» **DOCUMENT EXTRACT**:
It's also, I think, a rude question.

Today I heard the answer I've been searching for all these years....

"I've got one head for every four feet"

Yep,,That's the answer!!

What great answers can you share?


----------



## cindilu (Jan 27, 2008)

Thank-you for educating me, I really honestly did not know that was a rude question rather thought it being interested in getting to know what the person does in a real way. That is not being said snarky either, I really did not know.


----------



## Guest (Sep 28, 2012)

Q: how much money do you make?
A: Enough to pay my bills
Q: how much are your bills?
A: What bills?
Q: mortgage payment
A: What mortgage payment?
Q: You're not going to tell me how much money you make, are you?
A: No


----------



## cindilu (Jan 27, 2008)

Zong, I would not take how much land you have or how many cows you have and compare it to how much money you make. Two different things in my opinion, BUT that is just my opinion. Like I said I have no idea.


----------



## Guest (Sep 28, 2012)

?? I ain't got no cows. I thought the question was "What great answers can you share?"
Trolls got everybody shook. You're OK with me. I was just answering the OP.


----------



## Ceilismom (Jul 16, 2011)

cindilu said:


> Thank-you for educating me, I really honestly did not know that was a rude question rather thought it being interested in getting to know what the person does in a real way. That is not being said snarky either, I really did not know.

» **WHAT THE EXERCISE ASKS**: Render this sentence from the forum thread in French: "It's also, I think, a rude question." The data is not needed for any of the work here.

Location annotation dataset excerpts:
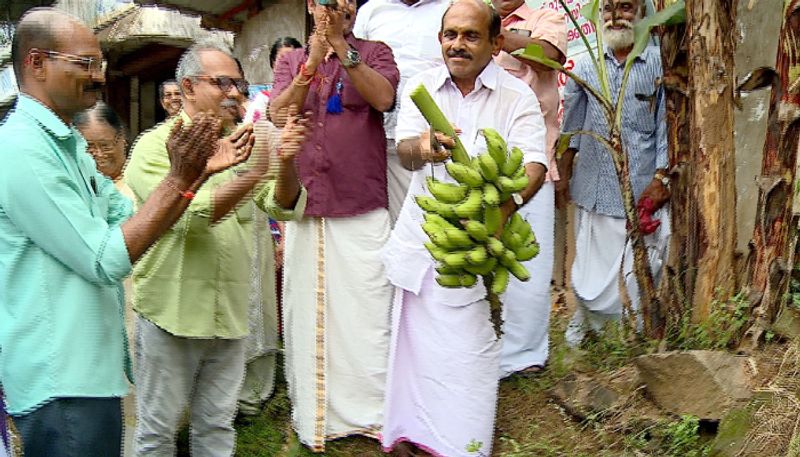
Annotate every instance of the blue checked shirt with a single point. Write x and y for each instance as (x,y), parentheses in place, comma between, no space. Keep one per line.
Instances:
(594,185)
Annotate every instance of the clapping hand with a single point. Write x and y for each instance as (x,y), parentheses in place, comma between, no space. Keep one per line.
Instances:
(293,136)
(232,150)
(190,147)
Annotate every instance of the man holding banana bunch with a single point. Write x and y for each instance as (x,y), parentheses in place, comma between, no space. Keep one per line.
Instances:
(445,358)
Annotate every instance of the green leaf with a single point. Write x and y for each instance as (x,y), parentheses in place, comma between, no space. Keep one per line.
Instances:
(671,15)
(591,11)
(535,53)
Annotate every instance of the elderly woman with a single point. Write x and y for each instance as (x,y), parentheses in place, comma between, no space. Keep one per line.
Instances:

» **TASK RESPONSE**: C'est aussi, je pense, une question impolie.